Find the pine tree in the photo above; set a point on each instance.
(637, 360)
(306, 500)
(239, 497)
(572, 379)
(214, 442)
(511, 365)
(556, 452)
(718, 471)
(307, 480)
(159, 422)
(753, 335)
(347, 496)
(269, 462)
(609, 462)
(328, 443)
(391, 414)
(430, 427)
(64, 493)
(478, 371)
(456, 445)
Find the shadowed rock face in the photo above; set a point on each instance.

◆ ◆ ◆ ◆ ◆

Goal of the exercise:
Return the material in its entirety, word for word.

Solution:
Find the pine tree in the photo above; set a point on each instance.
(637, 360)
(306, 500)
(239, 497)
(572, 379)
(214, 442)
(511, 365)
(556, 452)
(718, 471)
(307, 480)
(159, 422)
(753, 335)
(347, 496)
(269, 462)
(609, 462)
(328, 443)
(391, 414)
(430, 427)
(64, 493)
(478, 371)
(456, 445)
Find the shadowed rock face in the photo above; set a point on each instance.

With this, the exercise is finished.